══ DATA FOR PROCESSING

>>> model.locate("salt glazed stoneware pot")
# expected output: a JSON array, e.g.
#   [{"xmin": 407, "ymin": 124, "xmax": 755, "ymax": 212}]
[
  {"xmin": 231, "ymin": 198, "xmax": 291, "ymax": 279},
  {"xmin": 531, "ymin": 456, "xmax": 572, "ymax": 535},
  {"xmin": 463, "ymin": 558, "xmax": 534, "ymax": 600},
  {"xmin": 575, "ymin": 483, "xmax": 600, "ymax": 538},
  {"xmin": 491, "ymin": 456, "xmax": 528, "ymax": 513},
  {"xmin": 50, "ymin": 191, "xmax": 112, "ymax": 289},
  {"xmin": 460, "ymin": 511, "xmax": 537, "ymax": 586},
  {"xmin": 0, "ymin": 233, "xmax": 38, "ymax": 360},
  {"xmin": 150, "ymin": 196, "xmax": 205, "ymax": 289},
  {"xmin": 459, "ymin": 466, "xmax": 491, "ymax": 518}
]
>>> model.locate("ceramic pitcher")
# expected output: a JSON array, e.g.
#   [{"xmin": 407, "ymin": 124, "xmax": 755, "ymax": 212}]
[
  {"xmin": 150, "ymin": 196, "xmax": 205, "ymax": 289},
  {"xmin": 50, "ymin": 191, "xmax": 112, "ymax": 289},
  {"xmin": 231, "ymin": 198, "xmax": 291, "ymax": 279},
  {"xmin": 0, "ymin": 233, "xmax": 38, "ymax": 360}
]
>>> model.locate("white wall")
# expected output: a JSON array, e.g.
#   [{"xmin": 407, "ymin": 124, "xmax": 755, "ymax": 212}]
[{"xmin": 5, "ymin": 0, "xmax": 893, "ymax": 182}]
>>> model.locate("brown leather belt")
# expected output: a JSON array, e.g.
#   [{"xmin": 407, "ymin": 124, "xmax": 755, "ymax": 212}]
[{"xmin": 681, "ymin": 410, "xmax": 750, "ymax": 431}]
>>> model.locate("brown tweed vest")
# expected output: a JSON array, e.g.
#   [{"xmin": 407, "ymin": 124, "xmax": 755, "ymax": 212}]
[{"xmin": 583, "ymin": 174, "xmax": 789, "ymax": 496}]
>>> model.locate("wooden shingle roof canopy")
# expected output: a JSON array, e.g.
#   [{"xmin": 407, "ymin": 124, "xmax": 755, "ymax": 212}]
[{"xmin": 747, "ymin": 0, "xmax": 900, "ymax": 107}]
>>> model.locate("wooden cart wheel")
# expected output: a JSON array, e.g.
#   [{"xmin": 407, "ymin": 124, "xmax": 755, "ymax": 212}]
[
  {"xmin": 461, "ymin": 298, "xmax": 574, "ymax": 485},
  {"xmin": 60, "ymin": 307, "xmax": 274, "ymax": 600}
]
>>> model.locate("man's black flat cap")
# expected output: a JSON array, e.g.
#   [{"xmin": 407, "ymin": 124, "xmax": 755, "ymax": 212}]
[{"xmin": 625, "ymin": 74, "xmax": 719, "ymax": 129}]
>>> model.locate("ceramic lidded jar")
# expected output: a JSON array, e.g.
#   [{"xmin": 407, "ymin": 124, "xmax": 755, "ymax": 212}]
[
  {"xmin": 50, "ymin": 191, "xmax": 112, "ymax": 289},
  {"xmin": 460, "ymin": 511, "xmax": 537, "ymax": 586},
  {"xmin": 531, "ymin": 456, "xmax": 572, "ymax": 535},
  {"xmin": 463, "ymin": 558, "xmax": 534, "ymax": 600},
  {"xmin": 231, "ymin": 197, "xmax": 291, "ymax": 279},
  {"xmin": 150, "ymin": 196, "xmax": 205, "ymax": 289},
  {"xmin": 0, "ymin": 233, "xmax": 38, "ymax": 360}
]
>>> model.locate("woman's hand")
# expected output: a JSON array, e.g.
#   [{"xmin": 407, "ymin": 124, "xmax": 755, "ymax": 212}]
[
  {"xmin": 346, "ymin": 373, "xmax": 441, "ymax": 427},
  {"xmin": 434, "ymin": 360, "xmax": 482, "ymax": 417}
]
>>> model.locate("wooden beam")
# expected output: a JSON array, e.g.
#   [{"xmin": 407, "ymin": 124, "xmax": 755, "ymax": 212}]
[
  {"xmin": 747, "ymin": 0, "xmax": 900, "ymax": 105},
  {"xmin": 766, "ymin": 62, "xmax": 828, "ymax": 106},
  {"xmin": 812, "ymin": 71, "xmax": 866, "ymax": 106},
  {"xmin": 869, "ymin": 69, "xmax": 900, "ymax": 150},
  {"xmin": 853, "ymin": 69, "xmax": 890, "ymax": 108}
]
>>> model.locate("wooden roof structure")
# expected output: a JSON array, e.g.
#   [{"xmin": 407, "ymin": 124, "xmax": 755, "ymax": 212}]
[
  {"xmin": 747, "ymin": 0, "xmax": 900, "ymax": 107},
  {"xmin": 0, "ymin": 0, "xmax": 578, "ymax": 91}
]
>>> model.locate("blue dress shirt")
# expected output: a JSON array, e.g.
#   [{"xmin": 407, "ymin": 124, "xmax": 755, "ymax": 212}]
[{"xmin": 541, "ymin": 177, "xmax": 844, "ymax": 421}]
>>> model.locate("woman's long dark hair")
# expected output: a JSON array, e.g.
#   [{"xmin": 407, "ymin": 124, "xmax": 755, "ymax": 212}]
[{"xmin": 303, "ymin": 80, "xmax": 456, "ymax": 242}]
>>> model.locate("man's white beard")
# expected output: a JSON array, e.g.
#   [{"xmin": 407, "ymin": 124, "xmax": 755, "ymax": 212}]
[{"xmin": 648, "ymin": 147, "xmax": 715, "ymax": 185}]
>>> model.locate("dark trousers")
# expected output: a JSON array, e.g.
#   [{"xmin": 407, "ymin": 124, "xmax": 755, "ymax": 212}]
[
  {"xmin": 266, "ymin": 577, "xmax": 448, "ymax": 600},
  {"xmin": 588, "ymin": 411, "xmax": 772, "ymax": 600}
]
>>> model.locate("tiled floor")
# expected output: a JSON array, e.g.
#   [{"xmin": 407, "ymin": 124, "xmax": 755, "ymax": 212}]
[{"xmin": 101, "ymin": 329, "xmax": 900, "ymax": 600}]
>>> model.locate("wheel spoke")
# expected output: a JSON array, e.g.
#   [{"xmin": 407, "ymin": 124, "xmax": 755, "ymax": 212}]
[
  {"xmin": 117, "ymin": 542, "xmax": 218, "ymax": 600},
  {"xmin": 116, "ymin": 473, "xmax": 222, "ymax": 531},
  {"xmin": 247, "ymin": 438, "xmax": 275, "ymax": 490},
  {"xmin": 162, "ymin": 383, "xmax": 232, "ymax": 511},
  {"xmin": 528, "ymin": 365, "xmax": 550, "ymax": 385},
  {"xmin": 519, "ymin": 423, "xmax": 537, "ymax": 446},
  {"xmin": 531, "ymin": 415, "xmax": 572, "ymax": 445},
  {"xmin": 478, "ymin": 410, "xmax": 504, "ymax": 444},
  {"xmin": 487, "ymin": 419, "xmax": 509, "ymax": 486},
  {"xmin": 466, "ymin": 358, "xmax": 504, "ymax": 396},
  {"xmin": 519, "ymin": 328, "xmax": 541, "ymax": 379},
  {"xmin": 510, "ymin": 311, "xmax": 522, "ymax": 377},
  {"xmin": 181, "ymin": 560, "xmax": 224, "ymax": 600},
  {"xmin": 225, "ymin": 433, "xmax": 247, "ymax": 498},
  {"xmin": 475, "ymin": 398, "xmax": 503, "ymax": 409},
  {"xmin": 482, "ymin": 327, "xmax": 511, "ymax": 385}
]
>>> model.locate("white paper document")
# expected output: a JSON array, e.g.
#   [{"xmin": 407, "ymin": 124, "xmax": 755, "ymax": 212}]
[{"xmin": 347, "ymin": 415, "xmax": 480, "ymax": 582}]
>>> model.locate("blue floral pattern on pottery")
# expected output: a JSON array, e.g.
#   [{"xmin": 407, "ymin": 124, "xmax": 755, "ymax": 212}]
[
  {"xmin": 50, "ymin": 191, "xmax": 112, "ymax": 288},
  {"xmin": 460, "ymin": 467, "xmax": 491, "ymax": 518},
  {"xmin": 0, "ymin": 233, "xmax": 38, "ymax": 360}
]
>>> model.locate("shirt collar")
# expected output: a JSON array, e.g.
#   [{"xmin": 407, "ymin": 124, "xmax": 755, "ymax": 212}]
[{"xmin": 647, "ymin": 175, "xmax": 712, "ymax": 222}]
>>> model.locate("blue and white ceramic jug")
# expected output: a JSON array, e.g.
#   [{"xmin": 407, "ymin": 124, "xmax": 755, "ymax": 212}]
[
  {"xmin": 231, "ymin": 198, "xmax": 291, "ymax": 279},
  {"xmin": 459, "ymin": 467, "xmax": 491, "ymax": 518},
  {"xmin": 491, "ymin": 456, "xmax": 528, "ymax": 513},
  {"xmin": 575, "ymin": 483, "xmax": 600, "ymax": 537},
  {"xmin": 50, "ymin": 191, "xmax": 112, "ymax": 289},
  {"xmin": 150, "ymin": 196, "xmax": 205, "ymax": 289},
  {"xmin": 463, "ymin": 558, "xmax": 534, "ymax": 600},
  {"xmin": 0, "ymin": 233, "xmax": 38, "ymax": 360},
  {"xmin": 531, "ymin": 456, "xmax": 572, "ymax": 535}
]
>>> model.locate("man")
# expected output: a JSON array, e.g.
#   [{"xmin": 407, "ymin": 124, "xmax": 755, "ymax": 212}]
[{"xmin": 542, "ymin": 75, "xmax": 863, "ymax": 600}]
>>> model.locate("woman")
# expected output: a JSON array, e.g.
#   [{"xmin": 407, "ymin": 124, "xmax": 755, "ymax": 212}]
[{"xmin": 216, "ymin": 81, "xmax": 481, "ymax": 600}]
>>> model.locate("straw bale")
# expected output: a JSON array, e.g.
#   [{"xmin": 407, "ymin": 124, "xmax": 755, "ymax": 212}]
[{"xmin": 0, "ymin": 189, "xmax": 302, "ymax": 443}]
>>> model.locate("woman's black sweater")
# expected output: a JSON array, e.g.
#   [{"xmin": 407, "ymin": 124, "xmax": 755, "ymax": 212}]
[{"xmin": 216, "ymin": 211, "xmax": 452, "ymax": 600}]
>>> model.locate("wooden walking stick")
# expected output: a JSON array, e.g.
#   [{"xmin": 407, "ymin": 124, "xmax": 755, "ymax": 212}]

════

== REQUIRED TASK ==
Pull out each line of the entries above that contains the word "white". Case counts.

== REPLY ==
>>> model.locate("white wall")
>>> model.locate("man's white beard")
>>> model.locate("white paper document")
>>> model.locate("blue and white ceramic jug")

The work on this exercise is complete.